Text for analysis:
*** Block opens ***
Thanks Ed.
Ed Arce
So a few questions, first one, perhaps may be a bit naïve here, but just wondering it seems as though this ongoing Phase 1 will not include a multiple ascending dose cohort. I’m just wondering why that is?
Douglas Fambrough
So I tend to turn that question around a little bit Ed and ask it in a different way which is okay so why should you do a multiple ascending dose before you move to the pivotal trial in this indication, with this mechanism of action. And I guess the answer is we have trouble coming to a good reason why we should insert that activity before we move to a pivotal trial. Ralf do you want to add anything to that?
Ralf Rosskamp
No I think you it’s out target population in this trial will be patients who have a mild to moderate renal deficiency and will be a pediatric population from six years and onwards. So we will get a lot of data PK data and PD data. And we believe that we started already working on the PK PD model from our animal data we will supplement this with the data from the normal healthy volunteer and then with our patient data including pediatric and patients with renal impairment and believe that this will allow us to go immediately into a Phase 2/3 study without having to do an additional spec in between in terms of a multiple dose study.
Ed Arce
I see, okay. That's helpful. Thank you. The next question is looking at the timeline from here you've got – you've guided to results of the PHYOS study in the second half of 2018 and then initiation of the Phase 2/3 in the first quarter of next year. I was wondering if you might be prepared at this point to discuss a little more detail around the proposed design of that Phase 2/3?
Douglas Fambrough
Ed we do we do have a model for what we want to do in quite a bit of detail. However, it is going to be contingent on that proof-of-concept data. So I would prefer at this time not to give any additional detail about what that plan may look like given what we anticipate the Phase 1 data to be.
Ed Arce
Okay great. Thanks guys. I appreciate it.
Operator
[Operator Instructions] Your next question comes from Keay Nakae with Chardan. Your line is open.
*** Block closes ***
Check your understanding:
(a) List every speaker label that appears in the call transcript.
(b) According to the call transcript, when were results of the PHYOS study guided to arrive?
The data that come next are from a separate source, unrelated to the call transcript.

Available data:
*** Block opens ***
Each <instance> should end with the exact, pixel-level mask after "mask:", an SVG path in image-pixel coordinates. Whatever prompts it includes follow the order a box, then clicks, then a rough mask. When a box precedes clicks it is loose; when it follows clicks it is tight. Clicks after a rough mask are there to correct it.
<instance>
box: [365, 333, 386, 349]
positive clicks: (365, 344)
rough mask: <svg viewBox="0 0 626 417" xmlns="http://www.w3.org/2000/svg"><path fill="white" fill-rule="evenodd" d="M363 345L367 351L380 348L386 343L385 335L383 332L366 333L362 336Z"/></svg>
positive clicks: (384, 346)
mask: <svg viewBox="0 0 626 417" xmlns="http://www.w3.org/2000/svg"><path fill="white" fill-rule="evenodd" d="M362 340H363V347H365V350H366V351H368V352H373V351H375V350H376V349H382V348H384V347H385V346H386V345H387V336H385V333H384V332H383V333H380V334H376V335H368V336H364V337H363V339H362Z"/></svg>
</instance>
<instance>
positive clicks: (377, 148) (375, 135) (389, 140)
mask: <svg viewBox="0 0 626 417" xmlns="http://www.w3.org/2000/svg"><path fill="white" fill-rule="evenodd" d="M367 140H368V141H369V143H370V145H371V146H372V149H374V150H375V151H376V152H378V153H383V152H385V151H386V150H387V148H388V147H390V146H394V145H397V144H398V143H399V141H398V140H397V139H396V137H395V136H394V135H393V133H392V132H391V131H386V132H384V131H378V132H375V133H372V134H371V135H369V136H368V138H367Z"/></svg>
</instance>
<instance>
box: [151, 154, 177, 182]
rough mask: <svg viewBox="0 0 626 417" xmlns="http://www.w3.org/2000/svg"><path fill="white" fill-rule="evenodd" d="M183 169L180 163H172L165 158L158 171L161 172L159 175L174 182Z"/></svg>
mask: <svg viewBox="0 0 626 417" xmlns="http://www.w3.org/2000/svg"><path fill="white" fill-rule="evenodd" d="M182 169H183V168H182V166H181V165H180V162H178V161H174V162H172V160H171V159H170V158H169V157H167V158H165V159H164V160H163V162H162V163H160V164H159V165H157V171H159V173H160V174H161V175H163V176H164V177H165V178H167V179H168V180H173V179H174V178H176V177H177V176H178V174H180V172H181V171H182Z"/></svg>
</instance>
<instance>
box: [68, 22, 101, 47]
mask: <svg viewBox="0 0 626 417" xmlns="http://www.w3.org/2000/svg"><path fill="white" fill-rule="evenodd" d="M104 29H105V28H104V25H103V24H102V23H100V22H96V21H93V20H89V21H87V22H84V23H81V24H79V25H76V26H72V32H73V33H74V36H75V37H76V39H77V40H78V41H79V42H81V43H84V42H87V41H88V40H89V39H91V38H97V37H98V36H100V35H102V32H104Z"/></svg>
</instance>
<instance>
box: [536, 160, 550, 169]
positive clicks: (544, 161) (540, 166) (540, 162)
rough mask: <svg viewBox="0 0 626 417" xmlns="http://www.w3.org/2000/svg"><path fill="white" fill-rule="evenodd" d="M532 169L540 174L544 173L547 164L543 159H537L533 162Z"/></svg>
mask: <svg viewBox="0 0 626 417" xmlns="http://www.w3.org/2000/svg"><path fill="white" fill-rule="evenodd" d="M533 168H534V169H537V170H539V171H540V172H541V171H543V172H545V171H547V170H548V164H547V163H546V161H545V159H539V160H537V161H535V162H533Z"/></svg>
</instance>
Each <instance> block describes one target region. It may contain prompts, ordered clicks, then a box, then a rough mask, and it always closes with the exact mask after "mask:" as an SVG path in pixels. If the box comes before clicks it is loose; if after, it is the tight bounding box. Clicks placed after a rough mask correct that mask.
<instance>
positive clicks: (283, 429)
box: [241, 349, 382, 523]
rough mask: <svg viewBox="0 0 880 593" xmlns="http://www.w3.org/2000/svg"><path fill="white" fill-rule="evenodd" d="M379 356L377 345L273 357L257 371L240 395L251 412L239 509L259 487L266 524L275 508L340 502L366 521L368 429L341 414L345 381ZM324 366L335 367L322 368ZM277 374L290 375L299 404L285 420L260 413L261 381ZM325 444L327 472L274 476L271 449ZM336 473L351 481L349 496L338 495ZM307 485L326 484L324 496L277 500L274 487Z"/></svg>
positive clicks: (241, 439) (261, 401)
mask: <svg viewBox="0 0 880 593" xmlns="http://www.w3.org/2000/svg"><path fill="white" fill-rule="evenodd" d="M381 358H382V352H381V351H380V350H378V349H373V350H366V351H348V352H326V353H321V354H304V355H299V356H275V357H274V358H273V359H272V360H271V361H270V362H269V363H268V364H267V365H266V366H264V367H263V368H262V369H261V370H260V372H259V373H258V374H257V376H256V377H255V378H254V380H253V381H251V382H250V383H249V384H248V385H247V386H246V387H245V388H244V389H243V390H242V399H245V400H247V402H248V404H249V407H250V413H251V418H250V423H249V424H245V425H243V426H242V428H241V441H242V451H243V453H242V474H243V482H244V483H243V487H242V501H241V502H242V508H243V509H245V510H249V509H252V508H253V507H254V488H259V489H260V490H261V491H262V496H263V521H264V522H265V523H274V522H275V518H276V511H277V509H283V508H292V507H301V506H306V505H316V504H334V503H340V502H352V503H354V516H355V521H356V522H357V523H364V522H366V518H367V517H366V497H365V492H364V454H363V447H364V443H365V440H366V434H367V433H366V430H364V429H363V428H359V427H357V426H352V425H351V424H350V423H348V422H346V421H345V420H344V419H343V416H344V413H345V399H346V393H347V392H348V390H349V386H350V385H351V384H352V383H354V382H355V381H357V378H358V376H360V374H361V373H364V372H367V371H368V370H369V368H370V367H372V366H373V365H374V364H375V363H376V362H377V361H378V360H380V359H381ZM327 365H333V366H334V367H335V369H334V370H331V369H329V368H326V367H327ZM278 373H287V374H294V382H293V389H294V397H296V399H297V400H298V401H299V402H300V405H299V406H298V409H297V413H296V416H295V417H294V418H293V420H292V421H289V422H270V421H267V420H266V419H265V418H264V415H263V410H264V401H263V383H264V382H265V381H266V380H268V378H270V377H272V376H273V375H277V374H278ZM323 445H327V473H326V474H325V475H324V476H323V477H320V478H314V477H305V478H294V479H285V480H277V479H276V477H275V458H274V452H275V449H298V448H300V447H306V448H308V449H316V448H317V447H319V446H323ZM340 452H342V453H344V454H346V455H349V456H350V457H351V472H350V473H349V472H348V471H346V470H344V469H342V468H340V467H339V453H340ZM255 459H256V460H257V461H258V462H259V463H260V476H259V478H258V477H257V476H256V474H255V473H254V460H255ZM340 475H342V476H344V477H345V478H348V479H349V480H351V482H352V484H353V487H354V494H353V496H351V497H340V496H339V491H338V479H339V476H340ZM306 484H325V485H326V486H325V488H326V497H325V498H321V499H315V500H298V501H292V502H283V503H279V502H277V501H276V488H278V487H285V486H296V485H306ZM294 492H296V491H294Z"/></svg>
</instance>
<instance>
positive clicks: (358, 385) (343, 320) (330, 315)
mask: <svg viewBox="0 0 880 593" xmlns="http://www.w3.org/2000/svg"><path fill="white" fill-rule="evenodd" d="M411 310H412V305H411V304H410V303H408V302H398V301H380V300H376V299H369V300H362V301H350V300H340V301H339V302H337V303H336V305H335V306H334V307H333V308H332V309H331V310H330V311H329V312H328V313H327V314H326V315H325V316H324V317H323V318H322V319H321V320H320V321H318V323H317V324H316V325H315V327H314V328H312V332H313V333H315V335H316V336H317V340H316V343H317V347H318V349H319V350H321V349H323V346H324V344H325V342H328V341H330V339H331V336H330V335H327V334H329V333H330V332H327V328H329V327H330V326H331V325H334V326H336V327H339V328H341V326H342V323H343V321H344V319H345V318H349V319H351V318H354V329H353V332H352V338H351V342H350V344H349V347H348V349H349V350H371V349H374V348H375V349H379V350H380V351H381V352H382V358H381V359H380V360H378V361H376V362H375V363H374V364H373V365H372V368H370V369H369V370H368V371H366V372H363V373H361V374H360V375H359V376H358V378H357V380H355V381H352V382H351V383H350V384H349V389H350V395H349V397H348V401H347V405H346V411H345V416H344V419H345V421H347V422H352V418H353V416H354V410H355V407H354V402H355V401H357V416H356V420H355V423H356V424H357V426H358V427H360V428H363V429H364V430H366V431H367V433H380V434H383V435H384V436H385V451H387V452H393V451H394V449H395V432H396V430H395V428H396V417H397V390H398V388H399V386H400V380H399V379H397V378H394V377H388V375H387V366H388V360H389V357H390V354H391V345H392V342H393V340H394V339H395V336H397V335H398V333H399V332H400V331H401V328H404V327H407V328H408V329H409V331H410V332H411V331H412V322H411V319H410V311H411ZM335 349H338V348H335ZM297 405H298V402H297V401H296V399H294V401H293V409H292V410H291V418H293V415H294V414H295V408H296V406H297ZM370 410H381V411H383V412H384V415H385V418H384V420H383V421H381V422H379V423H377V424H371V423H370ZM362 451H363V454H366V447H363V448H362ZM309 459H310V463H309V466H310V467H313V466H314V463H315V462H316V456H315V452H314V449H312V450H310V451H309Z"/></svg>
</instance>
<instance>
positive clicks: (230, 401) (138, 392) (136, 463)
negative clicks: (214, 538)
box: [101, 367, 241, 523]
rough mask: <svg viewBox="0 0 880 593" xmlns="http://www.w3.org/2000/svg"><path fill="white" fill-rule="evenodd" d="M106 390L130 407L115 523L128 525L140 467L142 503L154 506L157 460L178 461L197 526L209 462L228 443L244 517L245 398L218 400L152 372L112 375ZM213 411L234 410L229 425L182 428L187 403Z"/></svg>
*** Block closes ***
Answers to each task:
(a) Ed Arce, Douglas Fambrough, Ralf Rosskamp, Operator

(b) In the second half of 2018.